> [Assignment]:
For the word "target", count the lines of the records that hold it, and give only that number.

[Stored items from a collection]
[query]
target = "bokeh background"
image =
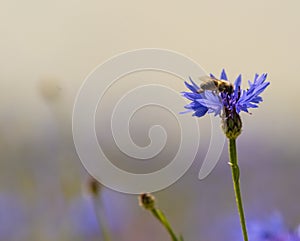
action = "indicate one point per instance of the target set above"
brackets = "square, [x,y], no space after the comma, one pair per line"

> [Exercise response]:
2